## JOB
Convert every line of the records below into a numbered list, skipping any blank lines.

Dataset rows
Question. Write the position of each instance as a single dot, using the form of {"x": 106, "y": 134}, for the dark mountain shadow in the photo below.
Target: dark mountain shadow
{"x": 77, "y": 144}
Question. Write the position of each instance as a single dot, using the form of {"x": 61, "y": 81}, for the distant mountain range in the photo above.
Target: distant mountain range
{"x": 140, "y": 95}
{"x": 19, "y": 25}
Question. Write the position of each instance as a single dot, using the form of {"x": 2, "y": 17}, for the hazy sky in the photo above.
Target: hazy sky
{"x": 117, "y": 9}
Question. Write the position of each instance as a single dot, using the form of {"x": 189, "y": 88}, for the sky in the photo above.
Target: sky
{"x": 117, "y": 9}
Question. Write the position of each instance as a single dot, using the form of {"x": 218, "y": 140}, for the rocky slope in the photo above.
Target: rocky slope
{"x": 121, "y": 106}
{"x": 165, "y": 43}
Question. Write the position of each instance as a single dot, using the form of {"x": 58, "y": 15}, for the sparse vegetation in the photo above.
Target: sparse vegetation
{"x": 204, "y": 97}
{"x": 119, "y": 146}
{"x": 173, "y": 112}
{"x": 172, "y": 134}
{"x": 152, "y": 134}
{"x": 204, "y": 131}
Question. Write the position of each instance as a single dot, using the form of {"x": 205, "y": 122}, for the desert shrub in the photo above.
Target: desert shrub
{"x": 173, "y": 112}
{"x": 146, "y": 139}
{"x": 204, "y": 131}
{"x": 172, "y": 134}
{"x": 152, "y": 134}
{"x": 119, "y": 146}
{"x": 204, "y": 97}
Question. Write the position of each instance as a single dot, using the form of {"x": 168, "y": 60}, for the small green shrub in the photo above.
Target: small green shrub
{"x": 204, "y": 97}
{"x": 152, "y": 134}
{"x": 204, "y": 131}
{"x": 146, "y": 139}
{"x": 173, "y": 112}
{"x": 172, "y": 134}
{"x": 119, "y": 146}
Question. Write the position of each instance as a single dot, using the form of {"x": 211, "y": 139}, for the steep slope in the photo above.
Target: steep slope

## SOLUTION FOR THIS EXERCISE
1. Question. Write the position of each instance as a single dot, using the form of {"x": 106, "y": 134}, for the dark mountain shadow in the photo below.
2. Target: dark mountain shadow
3. {"x": 77, "y": 144}
4. Question. Write the position of each instance as a single dot, using the form of {"x": 61, "y": 81}, for the distant mountain range in the photo above.
5. Target: distant mountain range
6. {"x": 140, "y": 95}
7. {"x": 19, "y": 25}
8. Question. Write the position of each instance as a single dot, using the form of {"x": 2, "y": 17}, for the hazy sky in the photo above.
9. Target: hazy sky
10. {"x": 117, "y": 9}
11. Question. Write the position of each instance as a single dot, using the form of {"x": 189, "y": 88}, for the sky in the photo above.
12. Target: sky
13. {"x": 117, "y": 9}
14. Question. Write the position of each instance as a single dot, using the form of {"x": 218, "y": 140}, for the rocky slope in the photo above.
15. Target: rocky slope
16. {"x": 121, "y": 106}
17. {"x": 165, "y": 43}
18. Question. Write the position of each instance as a single dot, using the form of {"x": 58, "y": 15}, for the sparse vegetation in the photo above.
19. Target: sparse vegetation
20. {"x": 204, "y": 97}
21. {"x": 119, "y": 146}
22. {"x": 173, "y": 112}
23. {"x": 172, "y": 134}
24. {"x": 152, "y": 134}
25. {"x": 204, "y": 131}
26. Question. Write the position of each instance as a single dot, using the form of {"x": 205, "y": 122}, for the desert shrub in the photo above.
27. Target: desert shrub
28. {"x": 173, "y": 112}
29. {"x": 146, "y": 139}
30. {"x": 204, "y": 131}
31. {"x": 172, "y": 134}
32. {"x": 152, "y": 134}
33. {"x": 119, "y": 146}
34. {"x": 204, "y": 97}
35. Question. Write the position of each instance as a single dot, using the form of {"x": 168, "y": 60}, for the small green shrub in the photo above.
36. Target: small green shrub
37. {"x": 204, "y": 97}
38. {"x": 152, "y": 134}
39. {"x": 204, "y": 131}
40. {"x": 146, "y": 139}
41. {"x": 173, "y": 112}
42. {"x": 172, "y": 134}
43. {"x": 119, "y": 146}
44. Question. Write the position of each instance as a single dot, using the form of {"x": 211, "y": 139}, for the steep slope in the photo above.
45. Target: steep slope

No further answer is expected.